• Tugas A:
Tulis ulang kata demi kata bagian bacaan tentang Jakarta Fair di bawah ini, mulai dari "indonesiatravel.com" dan berakhir pada "di pestanya …..".

+++++

Kamis, 25 Juli 2013
[Pasca] Jakarta Fair: ‘Pesta Rakyat’, Siapa yang Untung?
Kamis, 25 Juli 2013 by Christie Damayanti
By Christie Damayanti

indonesiatravel.com
Namanya saja ‘pesta rakyat’. Pesta, dan
yang hadir, tidak sama dengan ‘rekreaasi’. Pesta, berarti ada yang
membuat pesta dan ada yang diundang. Yang membuat pesta memang sengaja
‘membuat pesta’ dan pastilah sudah berencana mengundang siapa. Jadi
dengan adanya si pembuat pesta, jelas kan ada yang di undang.
Pesta rakyat. Jelas, yang membuat pesta
adalah ‘pemerintah’, dan rakyatlah yang diundang. Dan undangan pesta
selalu bukan rekreasi, melainkan si pengundang akan menyediakan segala
macam fasilitas agar yang diundang senang dan bahagia.
Walau kadang2 ada pembuat pesta membyat
sebuah pesta yang berkolaborasi dengan banyak sponsor, itu lain lagi.
Tetapi yang jelas, untuk sebuah peta, si pembuat pesta akan berusaha
untuk membuat yang diundang nyaman dan senang di pestanya …..
Sebuah pesta rakyat Jakarta, diadakan 1
tahun sekali, pada waktu sekitar ulang tahun Jakarta,pertengahan tahun,
pas libur sekolah anak2. Pas, kan? Sekeluarga kan datang di pesta itu
untuk bersenang2 dan sedikit melupakan sumpeknya hidup di ibukota.
Wajar, jika warga Jaaarta menentikan pesta rayat tersebut, setahun
sekali. ‘Jakarta Fair memang sudah menjadi tradisi, sebuah pesta rakyat
untuk warga Jakarta, menyambut hari uang tahun Jakarta.
***
“Aaahh ….. itu ‘mah ketinggalan jaman! Jakarta Fair sudah selesai digelar, tetapi kamu baru menulisnya!”, kata temanku.

+++++

• Tugas B:
Tolong kutip persis baris-baris dari catatan di bawah, mulai dari baris yang memuat "Target: watch face" dan berakhir pada baris yang memuat "(1270, 515)", termasuk kedua baris tersebut. Kutip hanya baris-baris itu.

+++++

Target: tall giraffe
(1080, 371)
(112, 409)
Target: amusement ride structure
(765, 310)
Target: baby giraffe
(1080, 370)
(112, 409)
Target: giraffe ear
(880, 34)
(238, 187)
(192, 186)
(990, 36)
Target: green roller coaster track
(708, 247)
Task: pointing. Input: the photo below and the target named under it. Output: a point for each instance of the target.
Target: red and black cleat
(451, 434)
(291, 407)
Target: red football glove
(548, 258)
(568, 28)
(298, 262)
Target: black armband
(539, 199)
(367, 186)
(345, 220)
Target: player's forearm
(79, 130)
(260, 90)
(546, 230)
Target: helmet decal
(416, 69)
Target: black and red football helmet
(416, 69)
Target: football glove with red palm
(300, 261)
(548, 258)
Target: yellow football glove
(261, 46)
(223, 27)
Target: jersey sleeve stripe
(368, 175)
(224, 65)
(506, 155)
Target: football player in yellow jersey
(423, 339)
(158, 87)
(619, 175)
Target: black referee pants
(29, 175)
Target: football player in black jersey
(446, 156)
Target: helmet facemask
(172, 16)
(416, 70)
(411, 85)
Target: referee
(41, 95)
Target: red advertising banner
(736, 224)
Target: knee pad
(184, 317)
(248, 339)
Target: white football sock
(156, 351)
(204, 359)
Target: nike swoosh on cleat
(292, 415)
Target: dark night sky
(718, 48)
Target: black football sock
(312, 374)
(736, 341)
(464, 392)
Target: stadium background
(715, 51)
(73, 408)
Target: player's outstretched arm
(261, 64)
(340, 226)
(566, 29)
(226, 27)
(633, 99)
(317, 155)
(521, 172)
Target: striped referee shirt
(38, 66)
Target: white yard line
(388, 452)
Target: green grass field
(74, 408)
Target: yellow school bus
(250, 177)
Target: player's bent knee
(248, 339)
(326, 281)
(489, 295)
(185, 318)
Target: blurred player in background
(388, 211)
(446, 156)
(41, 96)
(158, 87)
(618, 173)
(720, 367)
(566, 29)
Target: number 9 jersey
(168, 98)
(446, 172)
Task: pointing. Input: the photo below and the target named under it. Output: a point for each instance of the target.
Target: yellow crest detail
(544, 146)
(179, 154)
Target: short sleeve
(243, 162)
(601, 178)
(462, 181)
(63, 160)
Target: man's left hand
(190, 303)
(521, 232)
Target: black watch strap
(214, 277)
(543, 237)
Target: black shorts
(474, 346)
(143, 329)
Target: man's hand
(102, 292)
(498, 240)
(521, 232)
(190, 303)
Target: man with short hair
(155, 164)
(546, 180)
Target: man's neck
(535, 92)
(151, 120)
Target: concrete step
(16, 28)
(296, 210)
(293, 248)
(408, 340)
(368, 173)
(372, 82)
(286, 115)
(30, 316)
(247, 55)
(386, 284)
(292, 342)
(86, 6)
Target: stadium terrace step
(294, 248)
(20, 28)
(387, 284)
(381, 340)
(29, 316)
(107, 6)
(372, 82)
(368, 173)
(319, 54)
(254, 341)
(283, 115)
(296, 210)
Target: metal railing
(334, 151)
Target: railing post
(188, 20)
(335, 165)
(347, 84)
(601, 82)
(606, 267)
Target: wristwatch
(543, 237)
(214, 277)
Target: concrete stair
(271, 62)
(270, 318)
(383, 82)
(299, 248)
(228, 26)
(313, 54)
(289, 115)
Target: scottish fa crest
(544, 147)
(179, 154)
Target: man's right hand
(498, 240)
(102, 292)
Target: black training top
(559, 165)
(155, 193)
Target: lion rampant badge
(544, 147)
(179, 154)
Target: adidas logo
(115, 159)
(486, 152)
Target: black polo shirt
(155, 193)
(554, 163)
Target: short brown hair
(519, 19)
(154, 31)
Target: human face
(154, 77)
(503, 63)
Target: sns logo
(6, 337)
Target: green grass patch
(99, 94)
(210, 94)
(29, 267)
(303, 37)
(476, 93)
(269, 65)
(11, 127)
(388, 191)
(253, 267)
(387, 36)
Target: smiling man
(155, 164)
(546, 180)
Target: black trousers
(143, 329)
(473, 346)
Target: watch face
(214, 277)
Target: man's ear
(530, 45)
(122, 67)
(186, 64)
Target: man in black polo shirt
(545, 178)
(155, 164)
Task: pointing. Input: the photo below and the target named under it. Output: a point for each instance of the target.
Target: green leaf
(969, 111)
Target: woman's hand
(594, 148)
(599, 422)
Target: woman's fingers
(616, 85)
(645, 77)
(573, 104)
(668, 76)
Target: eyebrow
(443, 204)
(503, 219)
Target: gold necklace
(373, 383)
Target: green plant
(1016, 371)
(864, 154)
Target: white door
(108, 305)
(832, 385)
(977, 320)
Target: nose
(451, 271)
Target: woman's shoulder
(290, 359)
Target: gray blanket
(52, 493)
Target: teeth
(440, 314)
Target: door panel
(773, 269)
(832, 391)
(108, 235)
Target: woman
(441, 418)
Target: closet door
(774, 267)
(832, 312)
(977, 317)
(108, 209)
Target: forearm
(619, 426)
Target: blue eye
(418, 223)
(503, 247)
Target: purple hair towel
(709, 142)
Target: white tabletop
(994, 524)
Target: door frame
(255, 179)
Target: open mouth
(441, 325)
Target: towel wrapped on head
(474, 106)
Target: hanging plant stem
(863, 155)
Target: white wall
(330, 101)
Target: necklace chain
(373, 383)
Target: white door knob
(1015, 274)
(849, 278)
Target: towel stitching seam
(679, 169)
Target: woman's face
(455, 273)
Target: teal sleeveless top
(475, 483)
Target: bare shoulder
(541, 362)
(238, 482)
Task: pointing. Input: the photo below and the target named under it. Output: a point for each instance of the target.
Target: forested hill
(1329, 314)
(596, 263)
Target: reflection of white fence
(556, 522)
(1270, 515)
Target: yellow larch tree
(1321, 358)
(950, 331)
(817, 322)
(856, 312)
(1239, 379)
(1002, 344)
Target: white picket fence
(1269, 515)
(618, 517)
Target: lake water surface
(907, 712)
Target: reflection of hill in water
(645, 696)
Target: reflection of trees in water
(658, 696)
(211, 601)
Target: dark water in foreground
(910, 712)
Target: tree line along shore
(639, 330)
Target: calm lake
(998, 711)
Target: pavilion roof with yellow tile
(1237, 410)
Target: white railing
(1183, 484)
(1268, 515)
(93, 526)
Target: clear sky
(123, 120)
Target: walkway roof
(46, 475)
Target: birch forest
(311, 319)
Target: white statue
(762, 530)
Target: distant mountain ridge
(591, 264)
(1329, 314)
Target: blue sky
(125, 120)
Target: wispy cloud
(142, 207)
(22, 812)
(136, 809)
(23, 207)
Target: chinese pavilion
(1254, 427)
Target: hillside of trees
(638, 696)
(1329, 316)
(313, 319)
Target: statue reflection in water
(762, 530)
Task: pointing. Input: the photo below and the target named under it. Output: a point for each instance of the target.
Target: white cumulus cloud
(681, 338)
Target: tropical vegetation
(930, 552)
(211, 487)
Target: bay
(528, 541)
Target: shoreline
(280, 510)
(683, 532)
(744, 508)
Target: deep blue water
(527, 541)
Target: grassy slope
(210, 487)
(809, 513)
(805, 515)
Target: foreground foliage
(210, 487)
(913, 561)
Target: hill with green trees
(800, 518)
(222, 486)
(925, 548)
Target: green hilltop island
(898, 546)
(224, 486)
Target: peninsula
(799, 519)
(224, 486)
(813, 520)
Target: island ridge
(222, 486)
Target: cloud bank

+++++

• Jawaban Akhir A:
indonesiatravel.com
Namanya saja ‘pesta rakyat’. Pesta, dan
yang hadir, tidak sama dengan ‘rekreaasi’. Pesta, berarti ada yang
membuat pesta dan ada yang diundang. Yang membuat pesta memang sengaja
‘membuat pesta’ dan pastilah sudah berencana mengundang siapa. Jadi
dengan adanya si pembuat pesta, jelas kan ada yang di undang.
Pesta rakyat. Jelas, yang membuat pesta
adalah ‘pemerintah’, dan rakyatlah yang diundang. Dan undangan pesta
selalu bukan rekreasi, melainkan si pengundang akan menyediakan segala
macam fasilitas agar yang diundang senang dan bahagia.
Walau kadang2 ada pembuat pesta membyat
sebuah pesta yang berkolaborasi dengan banyak sponsor, itu lain lagi.
Tetapi yang jelas, untuk sebuah peta, si pembuat pesta akan berusaha
untuk membuat yang diundang nyaman dan senang di pestanya …..

• Jawaban Akhir B:
Target: watch face
(214, 277)
Target: man's ear
(530, 45)
(122, 67)
(186, 64)
Target: man in black polo shirt
(545, 178)
(155, 164)
Task: pointing. Input: the photo below and the target named under it. Output: a point for each instance of the target.
Target: green leaf
(969, 111)
Target: woman's hand
(594, 148)
(599, 422)
Target: woman's fingers
(616, 85)
(645, 77)
(573, 104)
(668, 76)
Target: eyebrow
(443, 204)
(503, 219)
Target: gold necklace
(373, 383)
Target: green plant
(1016, 371)
(864, 154)
Target: white door
(108, 305)
(832, 385)
(977, 320)
Target: nose
(451, 271)
Target: woman's shoulder
(290, 359)
Target: gray blanket
(52, 493)
Target: teeth
(440, 314)
Target: door panel
(773, 269)
(832, 391)
(108, 235)
Target: woman
(441, 418)
Target: closet door
(774, 267)
(832, 312)
(977, 317)
(108, 209)
Target: forearm
(619, 426)
Target: blue eye
(418, 223)
(503, 247)
Target: purple hair towel
(709, 142)
Target: white tabletop
(994, 524)
Target: door frame
(255, 179)
Target: open mouth
(441, 325)
Target: towel wrapped on head
(474, 106)
Target: hanging plant stem
(863, 155)
Target: white wall
(330, 101)
Target: necklace chain
(373, 383)
Target: white door knob
(1015, 274)
(849, 278)
Target: towel stitching seam
(679, 169)
Target: woman's face
(455, 273)
Target: teal sleeveless top
(475, 483)
Target: bare shoulder
(541, 362)
(238, 482)
Task: pointing. Input: the photo below and the target named under it. Output: a point for each instance of the target.
Target: forested hill
(1329, 314)
(596, 263)
Target: reflection of white fence
(556, 522)
(1270, 515)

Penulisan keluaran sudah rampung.